--- start Record set ---

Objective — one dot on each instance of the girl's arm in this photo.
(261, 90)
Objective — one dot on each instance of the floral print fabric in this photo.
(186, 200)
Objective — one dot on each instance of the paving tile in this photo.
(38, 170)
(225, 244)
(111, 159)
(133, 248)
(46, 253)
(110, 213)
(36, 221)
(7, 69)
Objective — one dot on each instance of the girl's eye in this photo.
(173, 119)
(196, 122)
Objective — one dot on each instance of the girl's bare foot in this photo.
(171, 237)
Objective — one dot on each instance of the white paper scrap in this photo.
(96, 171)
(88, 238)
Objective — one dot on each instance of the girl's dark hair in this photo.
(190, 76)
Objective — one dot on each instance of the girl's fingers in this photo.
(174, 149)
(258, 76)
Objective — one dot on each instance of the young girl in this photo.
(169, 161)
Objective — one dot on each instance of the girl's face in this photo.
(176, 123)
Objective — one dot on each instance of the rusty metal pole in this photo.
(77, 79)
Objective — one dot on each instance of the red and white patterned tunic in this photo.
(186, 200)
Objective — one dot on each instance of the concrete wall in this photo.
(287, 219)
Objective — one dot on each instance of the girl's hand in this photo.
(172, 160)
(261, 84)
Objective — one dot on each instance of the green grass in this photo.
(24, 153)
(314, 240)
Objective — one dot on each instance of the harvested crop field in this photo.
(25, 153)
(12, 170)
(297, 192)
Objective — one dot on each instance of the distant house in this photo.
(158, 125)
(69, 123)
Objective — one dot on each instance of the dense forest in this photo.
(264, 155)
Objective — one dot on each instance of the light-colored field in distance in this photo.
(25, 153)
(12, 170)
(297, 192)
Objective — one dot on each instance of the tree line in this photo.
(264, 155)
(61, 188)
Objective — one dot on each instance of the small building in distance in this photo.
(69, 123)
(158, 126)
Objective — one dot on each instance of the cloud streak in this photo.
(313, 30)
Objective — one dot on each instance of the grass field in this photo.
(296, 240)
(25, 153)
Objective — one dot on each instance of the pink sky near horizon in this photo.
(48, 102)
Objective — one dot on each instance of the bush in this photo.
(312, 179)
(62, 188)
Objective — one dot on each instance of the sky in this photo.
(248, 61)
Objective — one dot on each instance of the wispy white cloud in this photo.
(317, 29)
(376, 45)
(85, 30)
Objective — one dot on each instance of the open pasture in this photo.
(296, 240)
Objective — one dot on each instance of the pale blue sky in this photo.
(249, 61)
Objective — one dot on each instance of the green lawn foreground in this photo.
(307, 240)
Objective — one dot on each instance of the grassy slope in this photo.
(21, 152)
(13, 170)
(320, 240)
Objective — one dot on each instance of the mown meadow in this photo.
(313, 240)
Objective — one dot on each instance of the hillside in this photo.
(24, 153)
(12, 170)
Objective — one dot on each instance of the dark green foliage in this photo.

--- end Record set ---

### Your goal
Reproduce every entry above word for word, keeping each line in its original order.

### Response
Objective — one dot on each instance of the girl's arm in this photo.
(261, 90)
Objective — one dot on each instance of the floral print fabric in this photo.
(186, 200)
Objective — one dot on each instance of the paving tile in this photo.
(38, 170)
(225, 244)
(111, 159)
(133, 248)
(46, 253)
(110, 213)
(36, 221)
(7, 69)
Objective — one dot on each instance of the girl's eye in this photo.
(173, 119)
(196, 122)
Objective — one dot on each instance of the girl's bare foot in this photo.
(171, 237)
Objective — one dot on each instance of the white paper scrap in this photo.
(96, 171)
(88, 238)
Objective — one dot on each instance of the girl's dark hair in this photo.
(190, 76)
Objective — one dot on each instance of the girl's fingers in this photo.
(174, 149)
(258, 76)
Objective — one dot on each instance of the young girl in this photo.
(169, 161)
Objective — one dot on each instance of the girl's face in this photo.
(176, 123)
Objective — one dot on each instance of the rusty metal pole in this photo.
(77, 79)
Objective — one dot on each instance of the red and white patterned tunic in this photo.
(186, 200)
Objective — one dot on each instance of the concrete wall in this photo.
(287, 219)
Objective — one dot on each instance of the girl's hand in this photo.
(172, 160)
(261, 84)
Objective — one dot on each instance of the green grass in this photo.
(24, 153)
(314, 240)
Objective — one dot on each instance of the harvested crop field in this photo.
(25, 153)
(12, 170)
(297, 192)
Objective — one dot on each instance of the distant house in this photo.
(158, 125)
(69, 123)
Objective — one dot on each instance of the dense forest in this photo.
(264, 155)
Objective — one dot on each instance of the light-colored field in distance in this photo.
(25, 153)
(12, 170)
(297, 192)
Objective — one dot on each instance of the tree line in this photo.
(264, 155)
(61, 188)
Objective — one dot on each instance of the small building in distance in this photo.
(69, 123)
(158, 126)
Objective — one dot on each instance of the cloud streak in this photo.
(313, 30)
Objective — one dot on each instance of the grass field in this photo.
(296, 240)
(25, 153)
Objective — one dot on each instance of the pink sky near horizon in this photo.
(48, 102)
Objective — one dot on each instance of the bush in this photo.
(312, 179)
(62, 188)
Objective — one dot on each instance of the sky in this photo.
(248, 61)
Objective — one dot on each instance of the wispy white cloud in this photo.
(317, 29)
(376, 45)
(85, 30)
Objective — one dot on each instance of the open pasture in this photo.
(296, 240)
Objective — one dot on each instance of the pale blue sky in this photo.
(249, 61)
Objective — one dot on each instance of the green lawn foreground in this photo.
(307, 240)
Objective — one dot on each instance of the grassy slope in this photo.
(21, 152)
(13, 170)
(320, 240)
Objective — one dot on each instance of the mown meadow in this photo.
(313, 240)
Objective — one dot on each instance of the hillside in this photo.
(24, 153)
(12, 170)
Objective — one dot on each instance of the dark green foliage in this photo.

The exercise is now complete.